Your objective: Can you transcribe every record below exactly as it appears?

Dataset entries:
BEGIN

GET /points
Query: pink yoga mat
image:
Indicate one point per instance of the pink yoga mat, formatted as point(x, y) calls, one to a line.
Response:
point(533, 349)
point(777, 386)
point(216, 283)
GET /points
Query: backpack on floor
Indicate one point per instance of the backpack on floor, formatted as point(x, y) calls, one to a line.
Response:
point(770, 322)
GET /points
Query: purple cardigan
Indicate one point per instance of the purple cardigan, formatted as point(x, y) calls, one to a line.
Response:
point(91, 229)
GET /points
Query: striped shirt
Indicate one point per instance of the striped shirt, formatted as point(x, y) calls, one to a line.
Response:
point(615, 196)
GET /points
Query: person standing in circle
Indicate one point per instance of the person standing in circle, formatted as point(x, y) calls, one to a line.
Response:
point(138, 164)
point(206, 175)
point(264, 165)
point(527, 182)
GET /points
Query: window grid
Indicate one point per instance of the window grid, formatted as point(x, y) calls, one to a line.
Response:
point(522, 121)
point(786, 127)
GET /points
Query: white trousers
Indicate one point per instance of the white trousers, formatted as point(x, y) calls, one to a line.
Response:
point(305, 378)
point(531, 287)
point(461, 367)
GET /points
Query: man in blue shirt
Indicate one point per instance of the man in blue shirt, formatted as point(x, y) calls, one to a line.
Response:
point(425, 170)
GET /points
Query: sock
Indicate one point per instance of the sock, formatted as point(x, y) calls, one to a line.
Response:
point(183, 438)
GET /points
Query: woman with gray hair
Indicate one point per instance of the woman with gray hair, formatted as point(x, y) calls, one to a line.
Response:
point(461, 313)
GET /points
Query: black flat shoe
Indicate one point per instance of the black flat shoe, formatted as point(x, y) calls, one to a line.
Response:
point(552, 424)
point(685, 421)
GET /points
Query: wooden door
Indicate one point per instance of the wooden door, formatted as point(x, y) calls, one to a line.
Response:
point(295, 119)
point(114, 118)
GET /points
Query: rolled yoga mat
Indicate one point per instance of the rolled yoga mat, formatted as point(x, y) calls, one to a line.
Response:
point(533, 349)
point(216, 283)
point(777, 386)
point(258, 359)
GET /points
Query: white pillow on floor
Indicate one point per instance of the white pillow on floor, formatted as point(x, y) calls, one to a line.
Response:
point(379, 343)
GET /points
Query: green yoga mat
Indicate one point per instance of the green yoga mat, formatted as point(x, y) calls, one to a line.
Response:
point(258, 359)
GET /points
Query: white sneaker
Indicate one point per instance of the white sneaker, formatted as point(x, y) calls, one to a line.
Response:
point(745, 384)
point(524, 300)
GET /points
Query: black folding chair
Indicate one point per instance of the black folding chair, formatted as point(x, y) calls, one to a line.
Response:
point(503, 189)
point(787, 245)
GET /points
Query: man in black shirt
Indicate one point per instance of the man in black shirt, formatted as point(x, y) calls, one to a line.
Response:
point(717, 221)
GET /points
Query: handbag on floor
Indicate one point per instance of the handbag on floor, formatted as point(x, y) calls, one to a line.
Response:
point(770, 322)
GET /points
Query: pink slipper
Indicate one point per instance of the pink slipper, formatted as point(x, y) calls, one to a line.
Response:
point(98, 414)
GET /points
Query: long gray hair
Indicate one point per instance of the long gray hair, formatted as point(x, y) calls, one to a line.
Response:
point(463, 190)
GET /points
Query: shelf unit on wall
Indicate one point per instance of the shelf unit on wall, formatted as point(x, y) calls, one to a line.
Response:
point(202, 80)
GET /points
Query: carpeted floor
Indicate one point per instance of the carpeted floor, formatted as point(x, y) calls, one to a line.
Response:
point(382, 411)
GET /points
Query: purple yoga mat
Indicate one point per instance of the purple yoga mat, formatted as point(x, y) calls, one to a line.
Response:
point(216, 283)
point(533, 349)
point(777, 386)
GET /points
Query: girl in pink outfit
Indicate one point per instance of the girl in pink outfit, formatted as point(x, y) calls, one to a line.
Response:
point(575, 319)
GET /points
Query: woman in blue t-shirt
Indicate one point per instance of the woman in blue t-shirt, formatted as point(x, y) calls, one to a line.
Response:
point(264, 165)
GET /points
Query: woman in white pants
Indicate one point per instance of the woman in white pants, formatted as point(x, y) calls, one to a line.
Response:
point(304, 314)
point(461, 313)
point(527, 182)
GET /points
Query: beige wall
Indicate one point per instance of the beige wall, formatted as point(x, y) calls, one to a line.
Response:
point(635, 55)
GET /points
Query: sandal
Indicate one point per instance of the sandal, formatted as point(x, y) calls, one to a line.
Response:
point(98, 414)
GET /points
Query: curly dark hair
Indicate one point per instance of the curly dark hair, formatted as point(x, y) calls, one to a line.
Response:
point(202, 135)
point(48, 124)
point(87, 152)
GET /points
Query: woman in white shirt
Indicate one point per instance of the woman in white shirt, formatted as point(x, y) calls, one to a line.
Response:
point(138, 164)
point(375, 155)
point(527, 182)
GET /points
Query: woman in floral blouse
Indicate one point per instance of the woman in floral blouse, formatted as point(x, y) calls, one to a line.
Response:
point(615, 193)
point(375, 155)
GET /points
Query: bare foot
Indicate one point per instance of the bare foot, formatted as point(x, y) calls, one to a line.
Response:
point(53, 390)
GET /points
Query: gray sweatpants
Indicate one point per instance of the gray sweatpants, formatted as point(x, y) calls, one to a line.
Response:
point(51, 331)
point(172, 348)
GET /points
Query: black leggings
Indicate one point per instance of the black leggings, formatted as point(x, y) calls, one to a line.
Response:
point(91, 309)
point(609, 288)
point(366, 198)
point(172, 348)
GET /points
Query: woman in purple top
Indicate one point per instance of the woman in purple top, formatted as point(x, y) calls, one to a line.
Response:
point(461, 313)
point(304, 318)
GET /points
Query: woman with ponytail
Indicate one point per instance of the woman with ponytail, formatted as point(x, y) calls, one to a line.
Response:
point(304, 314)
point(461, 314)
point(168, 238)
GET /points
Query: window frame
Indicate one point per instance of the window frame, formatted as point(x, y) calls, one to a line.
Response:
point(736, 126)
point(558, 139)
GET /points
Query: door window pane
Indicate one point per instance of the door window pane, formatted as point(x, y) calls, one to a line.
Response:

END

Response below:
GET /points
Query: pink yoga mat
image:
Indicate one point per instance of the pink yoga mat, formatted as point(x, y) calls, one to a line.
Response:
point(533, 349)
point(777, 386)
point(216, 283)
GET /points
Query: backpack on floor
Indicate one point per instance of the backpack on floor, formatted as point(x, y) calls, one to a line.
Response:
point(770, 322)
GET /points
Query: purple cardigan
Indicate one point per instance of the purple cardigan, formatted as point(x, y) calls, one to a line.
Response:
point(91, 229)
GET /points
Query: striped shirt
Indicate one point per instance of the striped shirt, formatted as point(x, y) calls, one to a line.
Response:
point(615, 196)
GET /points
Query: person standing in circle
Indicate one point per instance of the person standing in circle, formatted as point(x, y) calls, one to a line.
Response:
point(138, 164)
point(206, 175)
point(264, 165)
point(527, 182)
GET /points
Query: window grid
Indicate one point per instance of the window grid, formatted as point(x, y) calls, one to a line.
Response:
point(522, 121)
point(786, 127)
GET /points
Query: white trousers
Indicate one point per instance of the white trousers, formatted as point(x, y) calls, one to a line.
Response:
point(305, 378)
point(531, 287)
point(461, 367)
GET /points
Query: man in blue shirt
Indicate one point per instance of the man in blue shirt, formatted as point(x, y) calls, one to a line.
Response:
point(425, 170)
GET /points
Query: sock
Indicate one point per instance of the sock, formatted as point(x, y) calls, one to a line.
Response:
point(183, 438)
GET /points
Query: woman with gray hair
Indicate one point per instance of the woman with gray hair, formatted as point(x, y) calls, one to a line.
Response:
point(461, 313)
GET /points
Query: black flat shoe
Indicate one point per instance of the black flat shoe, formatted as point(x, y) calls, one to a line.
Response:
point(552, 424)
point(685, 421)
GET /points
Query: wooden door
Indicate one point per instance of the wooden door, formatted as point(x, y) calls, one to a line.
Response:
point(295, 119)
point(114, 118)
GET /points
Query: rolled yoga mat
Indicate one point per instance of the rolled yoga mat, formatted as point(x, y) calls, one to a line.
Response:
point(533, 349)
point(216, 283)
point(777, 386)
point(258, 359)
GET /points
Query: white pillow on floor
Indicate one point per instance of the white pillow on floor, formatted as point(x, y) calls, one to a line.
Response:
point(379, 343)
GET /points
Query: green yoga mat
Indicate one point per instance of the green yoga mat, formatted as point(x, y) calls, one to a line.
Response:
point(258, 359)
GET /points
Query: white sneaker
Indicate one point per instance of the white sneaker, formatted as point(x, y) calls, one to a line.
Response:
point(745, 384)
point(524, 300)
GET /points
Query: black folding chair
Indicate one point per instance of the black folding chair, formatted as point(x, y) calls, one to a line.
Response:
point(503, 189)
point(787, 245)
GET /points
Query: man in black shirt
Indicate one point per instance of the man in black shirt, formatted as point(x, y) calls, one to a line.
Response:
point(717, 221)
GET /points
Query: handbag on floor
Indicate one point per instance of the handbag on floor, formatted as point(x, y) calls, one to a line.
Response:
point(770, 322)
GET /points
Query: pink slipper
Indicate one point per instance of the pink slipper, formatted as point(x, y) calls, one to a line.
Response:
point(98, 414)
GET /points
Query: long gray hair
Indicate one point per instance of the long gray hair, formatted as point(x, y) calls, one to a line.
Response:
point(463, 190)
GET /points
Query: shelf unit on wall
Indicate one point per instance of the shelf unit on wall, formatted as point(x, y) calls, one to a line.
Response:
point(202, 80)
GET /points
Query: carpeted floor
Indicate one point per instance of the carpeted floor, formatted as point(x, y) calls, one to a line.
Response:
point(382, 411)
GET /points
Query: purple yoga mat
Indicate one point per instance of the purple yoga mat, formatted as point(x, y) calls, one to a line.
Response:
point(216, 283)
point(533, 349)
point(777, 386)
GET /points
Query: girl in pink outfit
Indicate one point per instance of the girl in pink outfit, formatted as point(x, y) calls, one to a line.
Response:
point(575, 319)
GET /points
Query: woman in blue t-shirt
Indicate one point per instance of the woman in blue t-shirt, formatted as point(x, y) calls, one to a line.
Response:
point(264, 165)
GET /points
Query: woman in white pants
Indicate one point per instance of the woman in white pants, formatted as point(x, y) calls, one to a line.
Response:
point(304, 314)
point(461, 313)
point(527, 182)
GET /points
Query: beige wall
Indicate one point per instance of the beige wall, formatted as point(x, y) calls, one to a line.
Response:
point(635, 55)
GET /points
Query: sandal
Indicate one point per instance of the sandal, formatted as point(x, y) calls, one to a line.
Response:
point(98, 414)
GET /points
Query: curly dark hair
Indicate one point per instance of the curly dark hair, formatted as point(x, y) calls, one to a line.
Response:
point(202, 135)
point(48, 124)
point(87, 152)
GET /points
Query: woman in white shirt
Indicate one point per instance of the woman in white shirt, formatted as point(x, y) calls, one to a line.
Response:
point(138, 164)
point(375, 155)
point(527, 182)
GET /points
Query: woman in floral blouse
Indicate one point per instance of the woman in floral blouse, formatted as point(x, y) calls, one to a line.
Response:
point(615, 193)
point(375, 155)
GET /points
Query: bare foot
Indicate one point per instance of the bare foot, formatted as point(x, y) calls, one to a line.
Response:
point(53, 390)
GET /points
Query: gray sweatpants
Indicate one point per instance of the gray sweatpants, formatted as point(x, y) calls, one to a line.
Response:
point(51, 331)
point(172, 348)
GET /points
Query: black leggings
Indicate one point per instance of the black leggings, formatted as point(x, y) calls, one to a line.
Response:
point(91, 309)
point(609, 288)
point(366, 198)
point(172, 348)
GET /points
Query: woman in purple top
Indicate one point per instance of the woman in purple top, formatted as point(x, y) calls, one to a line.
Response:
point(461, 313)
point(304, 318)
GET /points
Query: woman with ponytail
Indicate one point per instance of the woman with ponytail, formatted as point(x, y) calls, one to a line.
Response:
point(304, 314)
point(461, 314)
point(168, 238)
GET /points
Query: window frame
Indicate one point per instance of the window frame, formatted as point(x, y) calls, one to a line.
Response:
point(736, 126)
point(558, 139)
GET /points
Query: door window pane
Indicate one point per instance of the door window pane, formatted as point(x, y) calls, one to a line.
Response:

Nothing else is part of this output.